[Records from a data collection]
==============================
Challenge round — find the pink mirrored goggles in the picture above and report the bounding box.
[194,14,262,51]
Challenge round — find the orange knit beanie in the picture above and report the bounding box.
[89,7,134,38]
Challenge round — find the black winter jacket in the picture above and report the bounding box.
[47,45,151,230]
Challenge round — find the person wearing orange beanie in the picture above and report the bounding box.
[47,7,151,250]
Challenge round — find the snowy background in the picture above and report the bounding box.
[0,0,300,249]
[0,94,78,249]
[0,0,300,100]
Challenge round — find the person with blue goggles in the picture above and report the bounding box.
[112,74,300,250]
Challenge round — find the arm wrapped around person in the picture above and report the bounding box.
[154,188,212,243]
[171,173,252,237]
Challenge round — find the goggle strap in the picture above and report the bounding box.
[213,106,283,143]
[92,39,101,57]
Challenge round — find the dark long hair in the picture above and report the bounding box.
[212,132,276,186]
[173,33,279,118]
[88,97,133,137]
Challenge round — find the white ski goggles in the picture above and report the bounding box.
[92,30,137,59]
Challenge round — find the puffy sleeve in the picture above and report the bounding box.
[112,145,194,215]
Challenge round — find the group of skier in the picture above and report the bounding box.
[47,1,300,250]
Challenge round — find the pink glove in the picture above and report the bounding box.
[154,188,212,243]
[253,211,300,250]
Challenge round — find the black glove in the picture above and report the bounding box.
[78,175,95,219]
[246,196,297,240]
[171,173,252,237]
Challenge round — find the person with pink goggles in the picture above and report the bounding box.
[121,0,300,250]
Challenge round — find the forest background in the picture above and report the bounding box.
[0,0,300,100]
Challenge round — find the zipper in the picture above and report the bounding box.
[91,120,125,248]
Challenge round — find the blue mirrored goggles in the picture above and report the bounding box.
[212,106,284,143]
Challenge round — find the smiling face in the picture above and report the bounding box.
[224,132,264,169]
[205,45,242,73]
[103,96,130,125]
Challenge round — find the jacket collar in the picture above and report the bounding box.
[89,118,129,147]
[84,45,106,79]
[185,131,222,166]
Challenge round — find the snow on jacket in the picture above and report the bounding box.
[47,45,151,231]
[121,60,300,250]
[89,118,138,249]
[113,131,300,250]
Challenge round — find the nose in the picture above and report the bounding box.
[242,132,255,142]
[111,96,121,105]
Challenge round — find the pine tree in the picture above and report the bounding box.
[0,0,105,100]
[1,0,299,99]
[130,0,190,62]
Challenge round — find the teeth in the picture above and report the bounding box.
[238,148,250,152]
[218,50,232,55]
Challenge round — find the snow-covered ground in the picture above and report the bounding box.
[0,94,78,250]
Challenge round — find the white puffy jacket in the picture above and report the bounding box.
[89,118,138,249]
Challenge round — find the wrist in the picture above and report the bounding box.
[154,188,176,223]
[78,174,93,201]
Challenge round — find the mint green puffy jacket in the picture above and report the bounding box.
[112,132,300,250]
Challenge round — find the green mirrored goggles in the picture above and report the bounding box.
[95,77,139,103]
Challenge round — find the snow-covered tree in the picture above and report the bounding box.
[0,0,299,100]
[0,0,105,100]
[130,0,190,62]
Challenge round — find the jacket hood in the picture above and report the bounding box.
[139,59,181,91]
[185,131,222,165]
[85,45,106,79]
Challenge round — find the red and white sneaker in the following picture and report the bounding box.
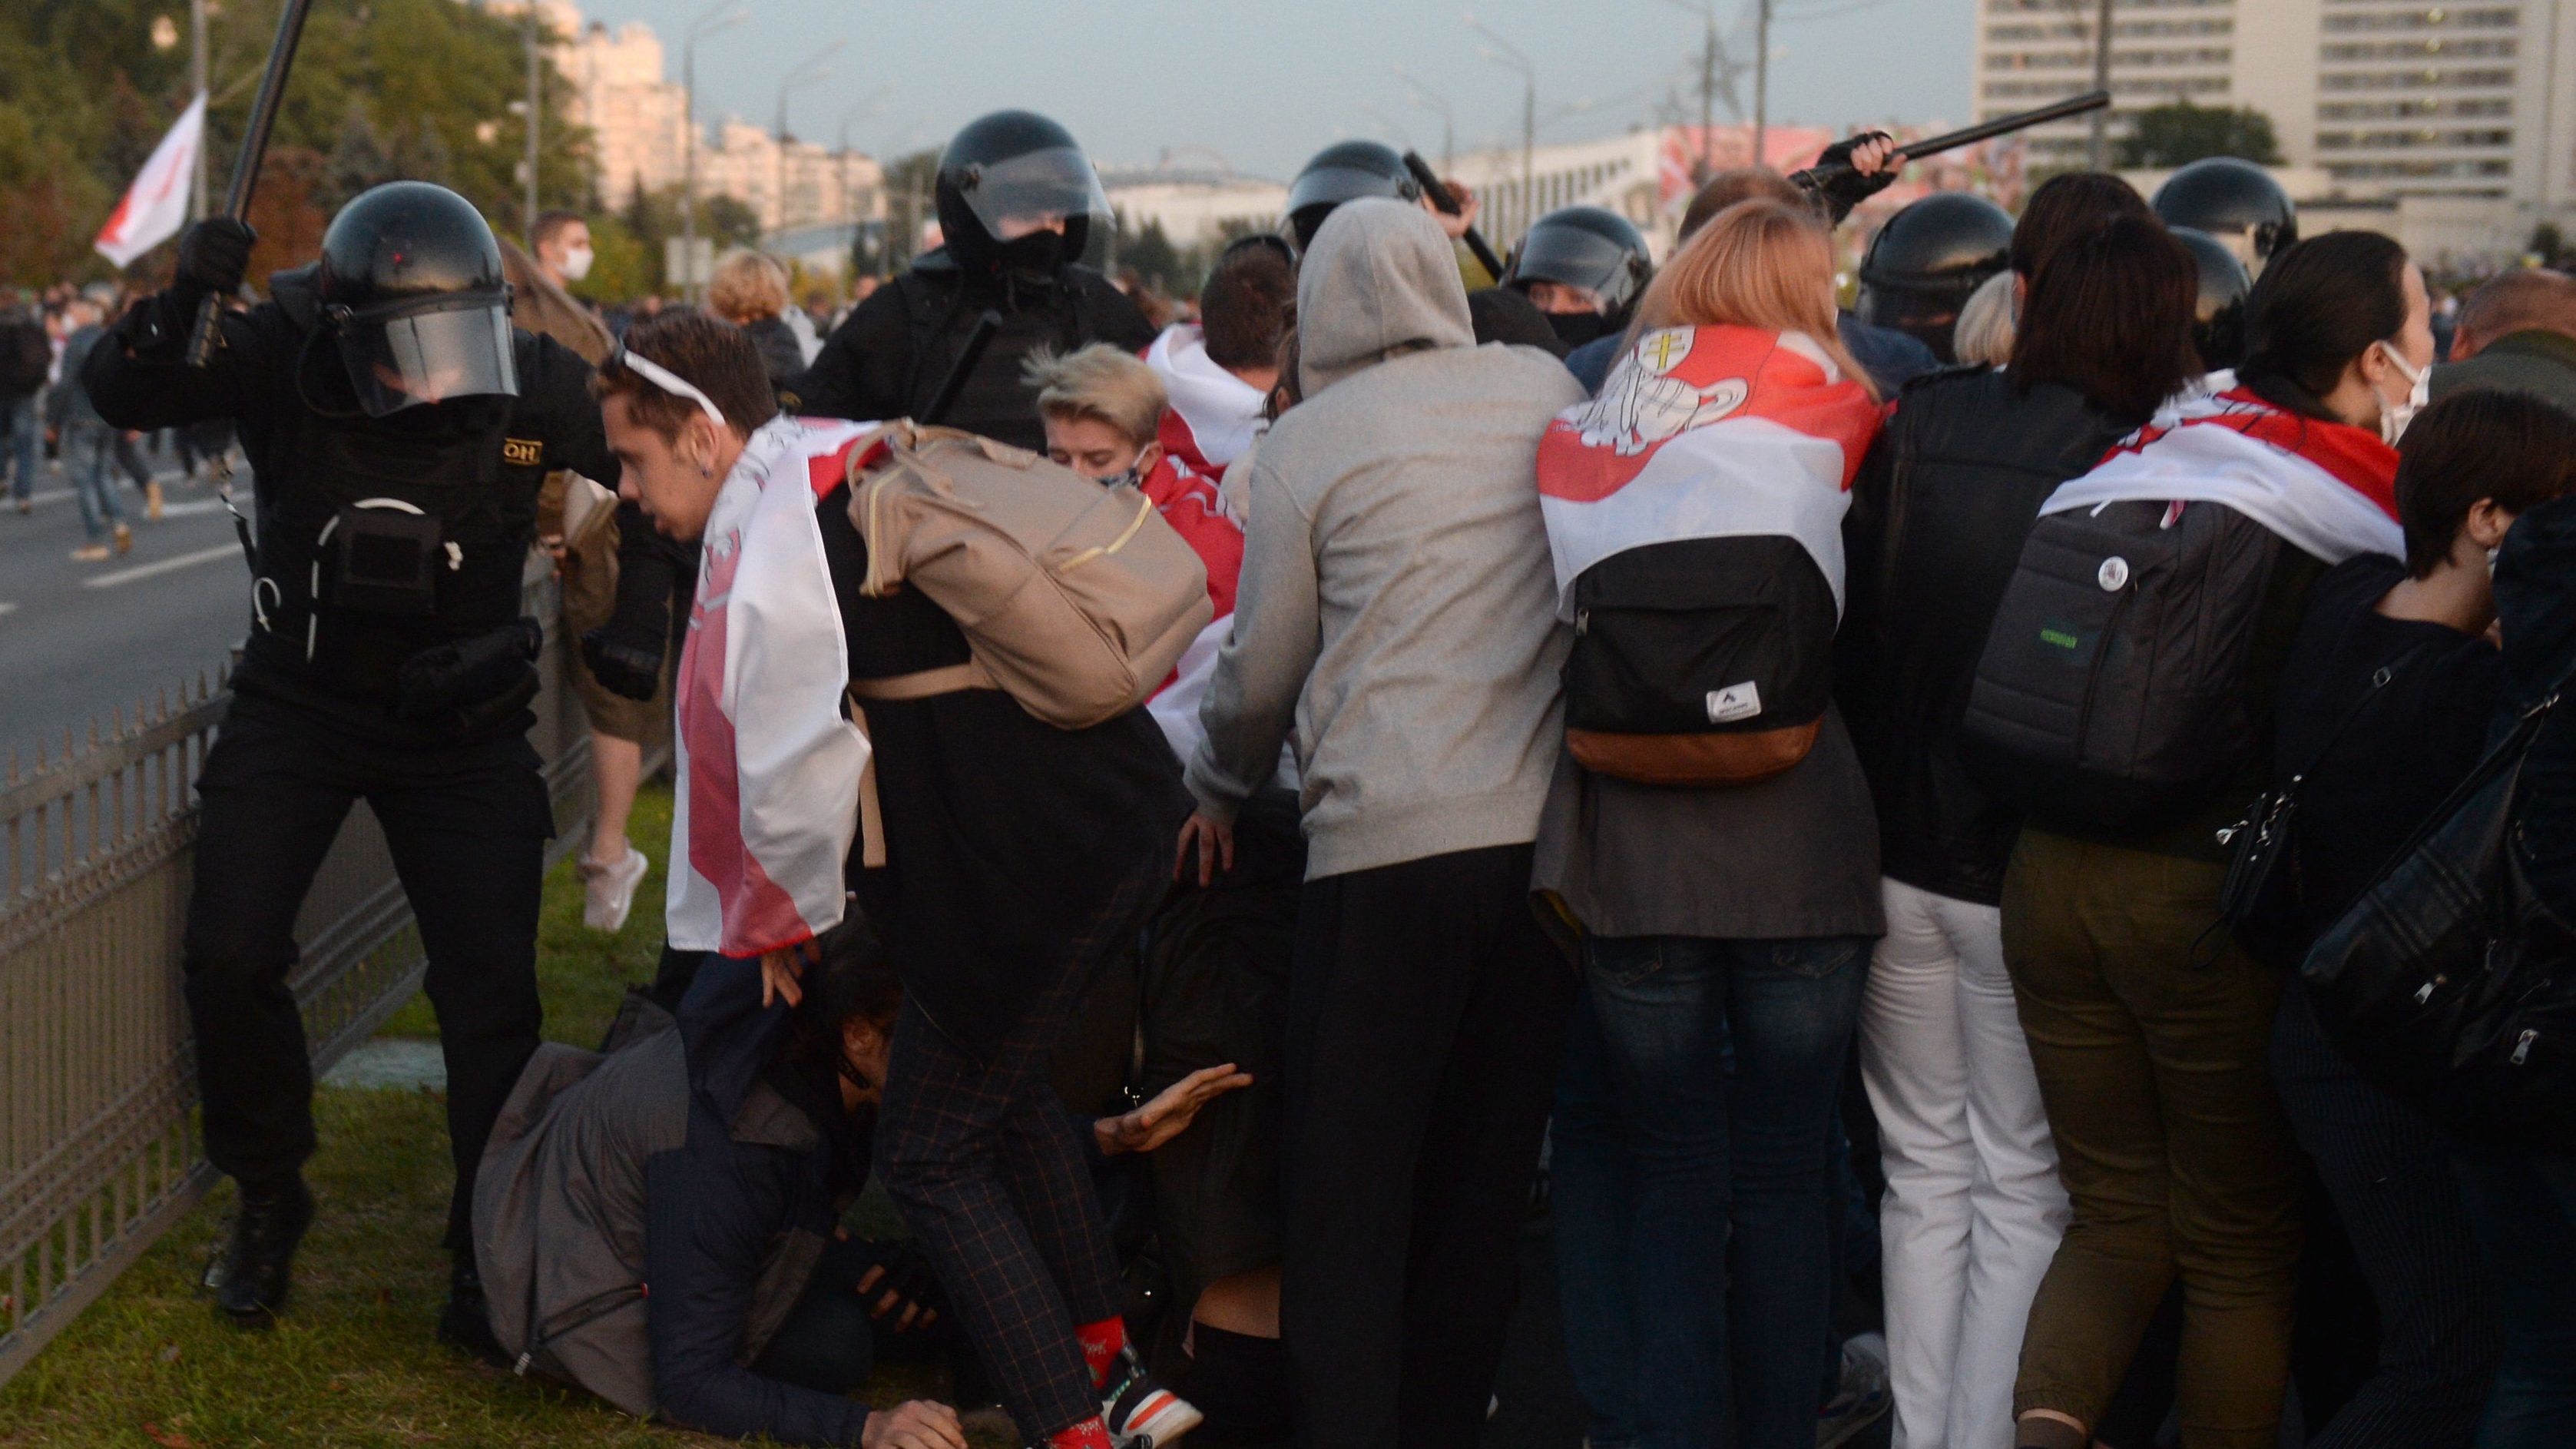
[1101,1347,1202,1447]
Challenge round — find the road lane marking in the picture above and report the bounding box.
[82,542,242,589]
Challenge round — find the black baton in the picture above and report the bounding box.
[1789,91,2111,195]
[188,0,318,367]
[1403,151,1508,280]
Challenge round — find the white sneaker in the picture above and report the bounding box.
[1815,1331,1890,1449]
[580,845,650,933]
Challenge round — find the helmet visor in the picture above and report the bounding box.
[955,145,1111,240]
[1507,227,1641,311]
[338,297,518,417]
[1286,162,1413,220]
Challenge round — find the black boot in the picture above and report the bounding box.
[439,1255,505,1364]
[204,1175,314,1327]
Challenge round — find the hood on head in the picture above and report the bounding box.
[1296,197,1473,397]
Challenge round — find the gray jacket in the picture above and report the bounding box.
[2430,327,2576,419]
[1187,197,1584,878]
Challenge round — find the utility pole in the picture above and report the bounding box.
[1393,65,1457,174]
[190,0,210,220]
[680,2,747,305]
[1698,8,1716,181]
[1468,15,1537,239]
[2088,0,2115,169]
[1752,0,1772,168]
[524,1,541,240]
[776,41,844,238]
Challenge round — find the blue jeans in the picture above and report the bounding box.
[64,424,127,542]
[1551,933,1872,1449]
[2453,1146,2576,1447]
[1,393,36,502]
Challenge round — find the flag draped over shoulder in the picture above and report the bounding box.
[1146,323,1267,477]
[1536,324,1882,618]
[667,416,881,958]
[1138,455,1243,770]
[2040,376,2403,564]
[95,93,206,269]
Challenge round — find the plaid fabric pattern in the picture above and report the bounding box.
[875,859,1163,1439]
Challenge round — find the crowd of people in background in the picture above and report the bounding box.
[69,98,2576,1449]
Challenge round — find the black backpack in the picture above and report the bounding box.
[1562,535,1839,787]
[1958,499,2282,834]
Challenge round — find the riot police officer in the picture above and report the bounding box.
[1281,138,1565,353]
[1500,204,1654,353]
[2152,156,2297,276]
[84,182,621,1341]
[1854,191,2016,364]
[2171,224,2253,371]
[787,109,1154,450]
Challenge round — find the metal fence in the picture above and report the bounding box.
[0,559,601,1384]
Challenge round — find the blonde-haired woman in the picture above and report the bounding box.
[1535,198,1889,1449]
[1952,270,2018,367]
[706,251,803,387]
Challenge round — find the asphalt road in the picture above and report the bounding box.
[0,443,255,766]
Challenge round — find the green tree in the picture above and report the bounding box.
[2114,100,2285,169]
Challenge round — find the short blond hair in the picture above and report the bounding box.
[1952,270,2018,366]
[707,251,790,323]
[1022,343,1168,445]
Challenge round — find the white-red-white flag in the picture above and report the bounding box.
[95,93,207,270]
[1537,325,1884,619]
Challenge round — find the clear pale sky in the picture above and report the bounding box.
[587,0,1978,179]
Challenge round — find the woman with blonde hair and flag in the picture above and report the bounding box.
[1533,198,1889,1449]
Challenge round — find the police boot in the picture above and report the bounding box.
[205,1175,314,1327]
[439,1255,505,1364]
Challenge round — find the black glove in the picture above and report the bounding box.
[856,1240,945,1331]
[1803,131,1899,226]
[176,218,257,300]
[581,623,664,701]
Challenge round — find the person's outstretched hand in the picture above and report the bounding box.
[860,1400,965,1449]
[1808,129,1902,224]
[1174,811,1235,887]
[1421,178,1481,240]
[758,939,819,1008]
[1095,1063,1254,1157]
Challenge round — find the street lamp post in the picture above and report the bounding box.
[524,0,541,240]
[680,0,748,305]
[1392,65,1456,173]
[1467,15,1536,237]
[190,0,210,220]
[2088,0,2115,169]
[1752,0,1773,168]
[774,41,846,240]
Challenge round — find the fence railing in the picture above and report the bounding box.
[0,558,601,1384]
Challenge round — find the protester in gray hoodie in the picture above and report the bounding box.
[1179,195,1585,1449]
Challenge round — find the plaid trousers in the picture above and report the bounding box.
[875,860,1161,1439]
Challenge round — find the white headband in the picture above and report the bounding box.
[613,345,727,429]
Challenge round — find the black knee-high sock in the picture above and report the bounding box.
[1187,1324,1291,1448]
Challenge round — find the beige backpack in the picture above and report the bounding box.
[844,422,1213,730]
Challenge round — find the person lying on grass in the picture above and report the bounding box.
[470,923,1247,1449]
==============================
■ **Problem description**
Set down all records verbatim, omitting images.

■ **Solution to this exercise**
Challenge round — find the pink mirrored goggles in the picture above and report the bounding box.
[194,14,262,51]
Challenge round — find the orange knit beanie in the picture above and report the bounding box.
[89,7,134,38]
Challenge round — find the black winter jacket in the picture above and report the bounding box.
[47,45,151,230]
Challenge round — find the person wearing orange beanie in the picture above and report the bounding box.
[47,7,151,250]
Challenge round — find the snowy background in the picture above and report the bounding box.
[0,0,300,249]
[0,94,78,249]
[0,0,300,100]
Challenge round — find the person with blue goggles in the picture above and report the bounding box.
[112,74,300,250]
Challenge round — find the arm wrapped around person in the picture above and report the bounding box.
[154,188,212,243]
[171,173,252,237]
Challenge round — find the goggle strap in the picture above and report the bounding box.
[213,106,283,143]
[92,39,101,57]
Challenge round — find the dark long hair in the picture above and report the bounding box.
[212,132,276,186]
[173,33,279,118]
[88,97,133,137]
Challenge round — find the white ski goggles in the picture above and report the bounding box.
[92,30,137,59]
Challenge round — find the puffy sleeve in the picture above and report the bounding box.
[112,145,194,215]
Challenge round — find the group of skier in the picture above and report the bounding box.
[47,1,300,250]
Challenge round — find the pink glove in the picture above and report the bounding box.
[154,188,212,243]
[253,211,300,250]
Challenge round — find the black glove in the picture above and report the bounding box.
[78,175,95,219]
[246,196,297,240]
[171,173,252,237]
Challenge round — find the person with pink goggles in the picture above and report the bounding box.
[121,0,300,250]
Challenge round — find the forest background in the picture above and report the bounding box.
[0,0,300,100]
Challenge round — find the zipper in the picture above and report the bounding box.
[91,120,125,248]
Challenge round — find the blue mirrored goggles in the picture above and report the bounding box.
[212,106,284,143]
Challenge round — find the smiling face in the picture above and report the bounding box.
[224,132,264,169]
[205,45,242,73]
[103,96,130,125]
Challenge round — find the jacket collar in the picture above and report the bounding box.
[89,118,129,147]
[84,45,106,79]
[185,131,222,166]
Challenge round — find the snow on jacket in the picture above and report the bounding box.
[47,45,151,231]
[121,60,300,250]
[89,118,138,249]
[113,131,300,250]
Challenge round — find the nose in the picture above and report the bounding box.
[242,132,255,142]
[111,96,121,105]
Challenge round — find the pine tree in the picture above and report the bounding box.
[0,0,105,100]
[1,0,299,99]
[130,0,190,62]
Challenge round — find the teeth in the picture above and report the bounding box.
[238,148,250,152]
[218,50,232,55]
Challenge round — find the snow-covered ground in the picture above and report the bounding box.
[0,94,78,250]
Challenge round — find the white puffy jacket in the picture above and report the bounding box.
[89,118,138,249]
Challenge round — find the wrist in the picture above and report the bounding box.
[154,188,176,223]
[78,174,93,201]
Challenge round — find the mint green puffy jacket in the picture above and report the bounding box.
[112,132,300,250]
Challenge round — find the green mirrored goggles in the picture above and report the bounding box.
[95,77,139,103]
Challenge round — find the snow-covered tree in the picture above and report the bounding box.
[0,0,299,100]
[0,0,105,100]
[130,0,190,62]
Challenge round — find the jacket hood in the picture above and report the bounding box.
[139,59,181,91]
[185,131,222,165]
[85,45,106,79]
Challenge round — find the red and white sneaker in the following picture and report the bounding box.
[1101,1347,1202,1447]
Challenge round — find the road lane marking in the picture above and report the bounding box.
[82,542,242,589]
Challenge round — find the black baton in the picture above and report the bounding box.
[1789,91,2111,195]
[188,0,318,367]
[1403,151,1508,280]
Challenge round — find the white sneaker in the picture above and report the bounding box.
[1815,1331,1890,1449]
[580,845,650,933]
Challenge round — find the helmet visor in the picture above and report the bounding box.
[955,145,1111,240]
[1507,227,1641,311]
[338,297,518,417]
[1286,162,1413,220]
Challenge round — find the black boot in the picture above and report the bounding box.
[439,1255,505,1364]
[204,1175,314,1327]
Challenge round — find the hood on head in the picture above and report the bounding box.
[1296,197,1473,397]
Challenge round — find the gray jacket in the picture above and report the bounding box.
[2430,327,2576,419]
[1187,197,1584,878]
Challenge round — find the utility pole in the picture above and report the bounding box.
[1393,65,1457,174]
[190,0,210,220]
[680,2,747,305]
[1698,8,1716,181]
[1468,15,1537,239]
[2088,0,2115,169]
[1752,0,1772,168]
[524,1,541,240]
[776,41,844,238]
Challenge round — find the blue jeans in the picture above and report the bounding box.
[64,424,127,542]
[1551,933,1872,1449]
[2453,1146,2576,1447]
[1,393,36,502]
Challenge round — find the flag draped over shoulder in the picture above and report the bounding box.
[1146,323,1267,477]
[1536,324,1882,618]
[667,416,881,958]
[1138,455,1243,770]
[2040,376,2403,564]
[95,93,206,269]
Challenge round — find the plaid fabric pattern in the picture above and report the bounding box.
[875,859,1163,1439]
Challenge round — find the crowd of people in background in the picture above and report the bounding box.
[69,98,2576,1449]
Challenge round — find the black backpack in the picture above and report the bounding box.
[1562,535,1839,787]
[1958,499,2282,834]
Challenge round — find the riot police officer in the picture above and report the bounding box.
[1281,138,1565,353]
[1500,204,1654,353]
[2152,156,2297,276]
[84,182,621,1341]
[1854,191,2016,364]
[2171,224,2253,371]
[787,109,1154,450]
Challenge round — find the metal fence in the picture above and report the bounding box.
[0,559,601,1384]
Challenge round — find the blonde-haired woman in the picture above and report the bounding box.
[1535,198,1889,1449]
[1952,270,2018,367]
[706,251,803,387]
Challenge round — find the asphalt road in the picture above and report the bounding box.
[0,443,255,766]
Challenge round — find the green tree in the picture above and report the bounding box.
[2114,100,2285,169]
Challenge round — find the short blond hair in the picture above and report the bounding box.
[1952,270,2018,366]
[707,251,790,323]
[1022,343,1168,445]
Challenge round — find the white-red-white flag in the picture above and report the bounding box.
[95,93,207,270]
[1537,325,1884,619]
Challenge round — find the clear pale sky in the picture above and report the bounding box.
[587,0,1978,179]
Challenge round — find the woman with blonde hair and flag in the picture above and report the bounding box.
[1533,198,1889,1449]
Challenge round — find the police boot in the picture above and report the bounding box.
[205,1175,314,1327]
[439,1255,505,1364]
Challenge round — find the black glove in the picture above and report the bounding box.
[856,1240,945,1331]
[1803,131,1899,226]
[176,218,257,300]
[581,623,664,701]
Challenge round — find the person's outstretched hand in the picture above and report the bounding box.
[860,1400,965,1449]
[1808,129,1902,224]
[1174,811,1235,887]
[1421,178,1481,240]
[758,939,819,1008]
[1095,1063,1254,1157]
Challenge round — find the street lamp post in the picture above and report the bounding box.
[524,0,541,240]
[680,0,748,305]
[1392,65,1456,173]
[1467,15,1536,237]
[190,0,210,220]
[2088,0,2115,169]
[1752,0,1773,168]
[774,41,846,240]
Challenge round — find the fence railing in the picture above and report the bounding box.
[0,558,601,1384]
Challenge round — find the protester in gray hoodie in the picture above and report the bounding box.
[1179,195,1585,1449]
Challenge round — find the plaid trousers in the picture above and report the bounding box.
[875,860,1161,1439]
Challenge round — find the white headband in the picture above and report the bounding box.
[613,345,727,429]
Challenge round — find the black knee-high sock in the picture above and report the bounding box.
[1187,1324,1291,1448]
Challenge round — find the beige backpack in the picture above and report the bounding box.
[844,422,1213,730]
Challenge round — find the person lying on grass in the picture above and report the bounding box.
[470,923,1247,1449]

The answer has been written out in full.